--- Text block Enclosed Below ---

In a breakthrough study published this week in Proceedings of the National Academy of Sciences, researchers in the Hawaiʻi Institute of Marine Biology (HIMB) at the University of Hawai‘i (UH) at Mānoa have shown that, contrary to most projections, coral reefs are not inevitably doomed, but have the potential to persist and adapt over time, if carbon emissions are curbed and local stressors are addressed.

Low-Res_Porites evermanni

Source: Keoki Stender

Hawai‘i Institute of Marine Biology (HIMB) is located on Moku o Lo‘e, a storied islet in Kāne‘ohe Bay on the Hawaiian island of O‘ahu. HIMB’s unique location provides researchers with unparalleled, immediate access to their research subject. In this image, a research diver encounters Porites evermanni.

This work was conducted by the Toonen-Bowen “ToBo” Lab, with partners across UH Mānoa and The Ohio State University.

--- End of Enclosed Text block ---
--- Source data Enclosed Below ---

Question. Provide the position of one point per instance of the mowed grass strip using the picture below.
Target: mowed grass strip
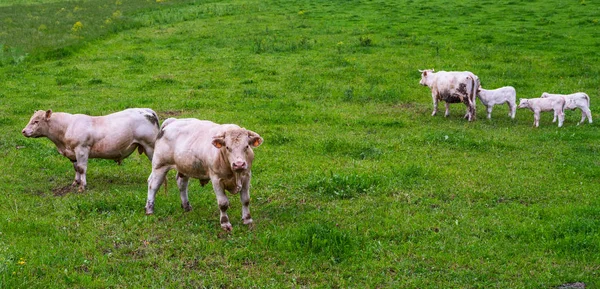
(355, 186)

--- End of Enclosed Source data ---

Required actions —
a) Transcribe the part of the coral reef text that begins at the words "Hawai‘i Institute of" and ends after the words "encounters Porites evermanni.".
b) For each statement, say yes or no on whether it agrees with the coral reef text, and quote the deciding words. (i) The study appeared in Proceedings of the National Academy of Sciences. (ii) HIMB is located on the Hawaiian island of Maui. (iii) The Toonen-Bowen Lab worked with partners at The Ohio State University.

Solutions —
a)
Hawai‘i Institute of Marine Biology (HIMB) is located on Moku o Lo‘e, a storied islet in Kāne‘ohe Bay on the Hawaiian island of O‘ahu. HIMB’s unique location provides researchers with unparalleled, immediate access to their research subject. In this image, a research diver encounters Porites evermanni.

b)
(i) Yes: "published this week in Proceedings of the National Academy of Sciences"
(ii) No: "on the Hawaiian island of O‘ahu"
(iii) Yes: "with partners across UH Mānoa and The Ohio State University"